* **Task details**:
Every line from the one with "Query: pale sky" through the end of the material below, both ends included, should be transcribed exactly, without pictures.

* **Data for review**:
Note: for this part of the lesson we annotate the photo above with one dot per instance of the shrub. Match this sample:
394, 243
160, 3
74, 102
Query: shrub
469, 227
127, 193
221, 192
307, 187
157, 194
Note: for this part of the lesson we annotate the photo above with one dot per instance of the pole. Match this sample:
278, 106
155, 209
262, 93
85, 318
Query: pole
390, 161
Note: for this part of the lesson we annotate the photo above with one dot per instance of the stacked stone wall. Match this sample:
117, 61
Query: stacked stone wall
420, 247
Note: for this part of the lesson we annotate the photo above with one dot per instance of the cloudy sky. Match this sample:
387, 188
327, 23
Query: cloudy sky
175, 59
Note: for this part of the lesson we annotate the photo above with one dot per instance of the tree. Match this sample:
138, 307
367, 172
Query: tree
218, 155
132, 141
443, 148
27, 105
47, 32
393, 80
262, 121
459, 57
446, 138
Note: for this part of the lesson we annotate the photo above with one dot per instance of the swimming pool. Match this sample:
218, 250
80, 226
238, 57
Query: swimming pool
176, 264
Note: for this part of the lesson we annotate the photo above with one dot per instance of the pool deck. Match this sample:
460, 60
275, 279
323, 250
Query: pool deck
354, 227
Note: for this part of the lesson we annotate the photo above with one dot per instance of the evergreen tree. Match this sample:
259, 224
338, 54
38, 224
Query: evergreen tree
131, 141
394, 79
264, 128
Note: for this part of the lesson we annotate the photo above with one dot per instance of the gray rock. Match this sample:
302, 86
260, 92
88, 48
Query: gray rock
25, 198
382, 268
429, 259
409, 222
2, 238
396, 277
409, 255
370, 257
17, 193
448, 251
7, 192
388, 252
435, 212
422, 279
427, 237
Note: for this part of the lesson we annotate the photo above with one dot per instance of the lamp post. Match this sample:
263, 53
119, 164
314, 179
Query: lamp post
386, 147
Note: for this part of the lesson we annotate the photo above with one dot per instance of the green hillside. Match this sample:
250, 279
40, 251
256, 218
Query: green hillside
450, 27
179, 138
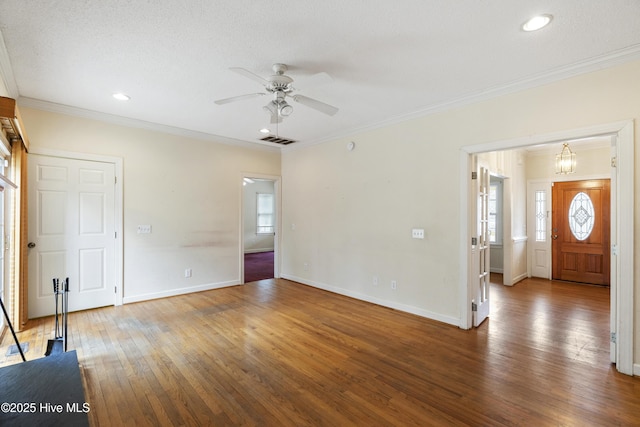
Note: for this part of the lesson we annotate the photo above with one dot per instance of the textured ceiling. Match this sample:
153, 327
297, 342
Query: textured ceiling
389, 60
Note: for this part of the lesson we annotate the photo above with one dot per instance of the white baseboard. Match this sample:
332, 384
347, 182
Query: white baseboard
520, 277
254, 251
179, 291
384, 303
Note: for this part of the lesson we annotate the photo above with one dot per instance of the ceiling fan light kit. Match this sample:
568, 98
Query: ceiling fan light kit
281, 86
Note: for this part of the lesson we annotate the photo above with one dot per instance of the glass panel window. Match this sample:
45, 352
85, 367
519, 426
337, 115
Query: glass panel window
541, 216
265, 214
581, 216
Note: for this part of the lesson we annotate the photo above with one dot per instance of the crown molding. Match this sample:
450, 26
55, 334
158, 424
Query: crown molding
140, 124
6, 71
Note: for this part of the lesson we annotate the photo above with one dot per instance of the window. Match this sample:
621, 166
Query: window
581, 216
495, 212
265, 214
541, 216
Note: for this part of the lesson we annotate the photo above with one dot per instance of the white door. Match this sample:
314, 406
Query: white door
538, 223
480, 253
71, 232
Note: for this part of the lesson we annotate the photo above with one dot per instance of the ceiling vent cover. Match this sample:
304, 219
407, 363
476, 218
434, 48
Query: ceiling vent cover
278, 140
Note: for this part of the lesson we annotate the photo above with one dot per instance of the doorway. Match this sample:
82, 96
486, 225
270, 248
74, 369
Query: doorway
622, 197
581, 231
75, 225
260, 227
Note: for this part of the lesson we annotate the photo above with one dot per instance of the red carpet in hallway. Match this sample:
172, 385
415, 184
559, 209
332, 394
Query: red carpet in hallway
258, 266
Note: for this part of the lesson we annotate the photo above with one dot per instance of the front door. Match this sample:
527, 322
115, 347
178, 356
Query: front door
71, 232
581, 231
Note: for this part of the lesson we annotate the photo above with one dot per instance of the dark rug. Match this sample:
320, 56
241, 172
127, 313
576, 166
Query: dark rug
258, 266
44, 392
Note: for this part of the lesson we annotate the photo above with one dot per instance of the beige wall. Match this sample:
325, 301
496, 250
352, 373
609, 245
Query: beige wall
353, 210
188, 190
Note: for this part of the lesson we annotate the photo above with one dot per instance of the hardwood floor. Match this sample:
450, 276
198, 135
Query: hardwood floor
277, 353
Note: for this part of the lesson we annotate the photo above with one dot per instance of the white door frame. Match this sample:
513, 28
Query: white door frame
622, 282
118, 207
277, 186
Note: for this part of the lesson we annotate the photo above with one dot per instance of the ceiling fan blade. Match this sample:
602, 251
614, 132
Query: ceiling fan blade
315, 104
249, 74
237, 98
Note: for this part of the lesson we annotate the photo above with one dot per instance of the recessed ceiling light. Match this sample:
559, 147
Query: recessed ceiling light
121, 96
537, 22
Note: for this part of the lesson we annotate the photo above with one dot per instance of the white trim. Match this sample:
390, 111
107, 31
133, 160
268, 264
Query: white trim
141, 124
378, 301
6, 71
118, 206
277, 237
624, 284
590, 65
180, 291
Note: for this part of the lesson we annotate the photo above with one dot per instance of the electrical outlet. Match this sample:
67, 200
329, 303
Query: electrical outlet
144, 229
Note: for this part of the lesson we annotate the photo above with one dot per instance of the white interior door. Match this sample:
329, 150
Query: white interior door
71, 232
480, 245
538, 223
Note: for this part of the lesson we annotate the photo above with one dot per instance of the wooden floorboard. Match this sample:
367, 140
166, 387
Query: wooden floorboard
278, 353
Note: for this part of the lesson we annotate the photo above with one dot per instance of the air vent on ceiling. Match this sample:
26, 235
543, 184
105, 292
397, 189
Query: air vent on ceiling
277, 140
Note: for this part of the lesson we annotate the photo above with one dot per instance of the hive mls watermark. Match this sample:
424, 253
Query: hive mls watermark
44, 407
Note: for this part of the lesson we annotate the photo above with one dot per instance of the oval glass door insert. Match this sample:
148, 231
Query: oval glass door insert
581, 216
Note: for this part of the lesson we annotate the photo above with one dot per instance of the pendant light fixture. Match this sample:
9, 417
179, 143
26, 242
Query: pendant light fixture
565, 161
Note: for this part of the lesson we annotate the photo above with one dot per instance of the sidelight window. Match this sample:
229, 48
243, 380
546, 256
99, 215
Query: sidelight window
541, 216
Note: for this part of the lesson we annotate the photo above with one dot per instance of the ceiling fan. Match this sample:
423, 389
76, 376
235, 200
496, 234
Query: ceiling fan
281, 87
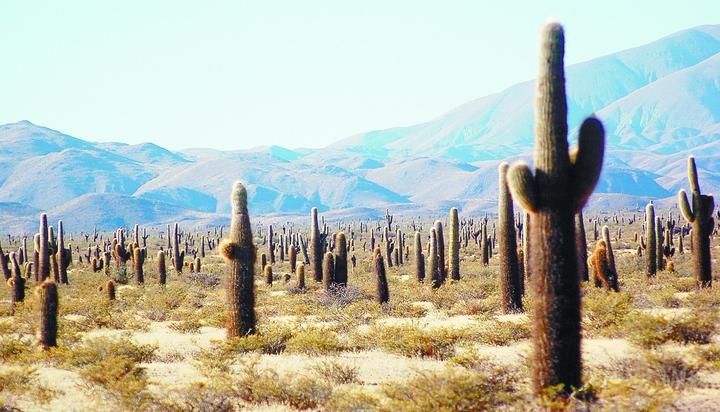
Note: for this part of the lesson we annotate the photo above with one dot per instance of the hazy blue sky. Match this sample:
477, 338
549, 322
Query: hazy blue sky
237, 74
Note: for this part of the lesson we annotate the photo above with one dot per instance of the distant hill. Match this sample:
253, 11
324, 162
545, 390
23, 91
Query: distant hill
659, 103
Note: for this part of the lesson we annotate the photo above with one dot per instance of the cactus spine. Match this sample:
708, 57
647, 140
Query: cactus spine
383, 293
454, 246
43, 250
419, 258
328, 270
510, 278
47, 314
239, 253
581, 246
440, 250
340, 259
699, 214
650, 241
558, 189
316, 247
162, 270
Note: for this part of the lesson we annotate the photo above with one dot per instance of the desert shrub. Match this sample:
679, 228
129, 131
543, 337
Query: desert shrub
352, 400
314, 341
410, 340
649, 331
635, 394
336, 372
268, 340
18, 382
13, 348
708, 356
605, 313
190, 325
342, 296
255, 385
454, 389
503, 333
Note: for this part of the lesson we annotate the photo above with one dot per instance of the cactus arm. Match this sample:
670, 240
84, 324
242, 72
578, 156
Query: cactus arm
586, 160
685, 208
522, 186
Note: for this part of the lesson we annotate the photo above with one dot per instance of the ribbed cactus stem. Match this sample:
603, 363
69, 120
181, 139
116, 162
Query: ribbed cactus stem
43, 250
47, 314
239, 252
432, 265
328, 270
581, 246
650, 241
316, 250
62, 254
138, 260
162, 270
510, 277
419, 258
454, 245
699, 215
440, 249
608, 246
559, 187
341, 259
383, 293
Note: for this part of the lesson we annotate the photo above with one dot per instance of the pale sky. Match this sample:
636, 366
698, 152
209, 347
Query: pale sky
237, 74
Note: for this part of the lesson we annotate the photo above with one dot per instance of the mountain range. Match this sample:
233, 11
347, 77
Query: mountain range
659, 103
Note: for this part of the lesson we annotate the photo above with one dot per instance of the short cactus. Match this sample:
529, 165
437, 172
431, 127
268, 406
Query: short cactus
239, 253
510, 277
699, 214
340, 259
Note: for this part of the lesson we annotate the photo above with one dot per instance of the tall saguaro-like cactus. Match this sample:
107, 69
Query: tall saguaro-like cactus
454, 245
560, 186
510, 286
699, 214
315, 247
239, 253
650, 241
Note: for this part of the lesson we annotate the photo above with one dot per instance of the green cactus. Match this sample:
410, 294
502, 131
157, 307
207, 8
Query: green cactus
110, 289
432, 261
16, 282
699, 214
239, 253
440, 249
581, 246
328, 271
267, 273
47, 314
510, 277
609, 257
383, 293
300, 273
138, 260
43, 250
316, 249
454, 245
419, 258
649, 243
340, 259
559, 188
162, 270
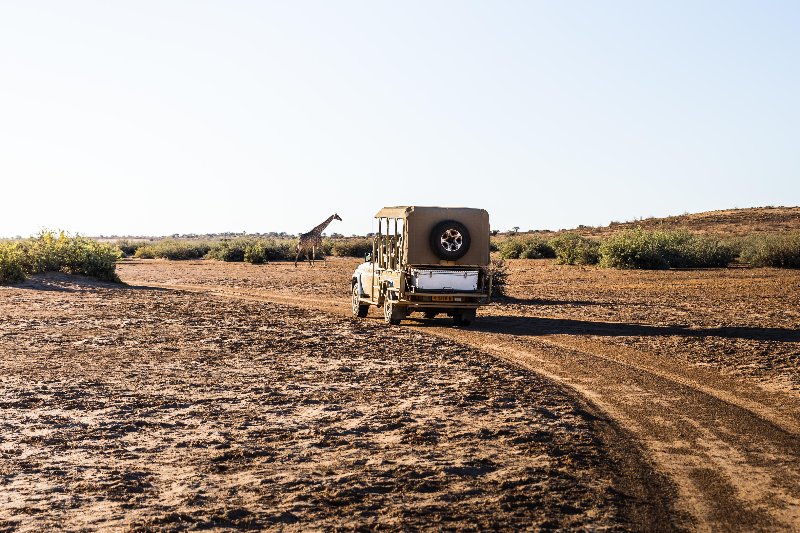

* **Response to this task**:
Query: pale sky
237, 74
Note: for this part of the lesson we annotate the photo above with one dot per instance of the mountain range. Match this sample:
233, 11
347, 77
Query: mountain range
659, 103
Note: for this part of the lesson we annotate the photo above with one dot per instance of the short cactus. Match this sample:
529, 165
437, 172
431, 127
268, 406
Query: short cactus
239, 253
510, 277
699, 214
340, 259
Note: for this part of the lesson we annotate the photo above with one dot per instance of the tall saguaro-like cactus. Match this sample:
107, 69
Query: tall saguaro-like cactus
454, 245
560, 186
510, 286
699, 214
315, 247
239, 253
650, 241
Note: for this part of the lesson we annotate the photo above with one dot per instance of the green cactus. Match this sample:
410, 294
502, 131
157, 307
207, 8
Query: green cactus
110, 289
432, 261
16, 282
699, 214
239, 253
440, 249
581, 246
328, 271
267, 273
47, 314
510, 277
609, 257
383, 293
300, 273
138, 260
43, 250
316, 249
454, 245
419, 258
649, 243
340, 259
559, 188
162, 270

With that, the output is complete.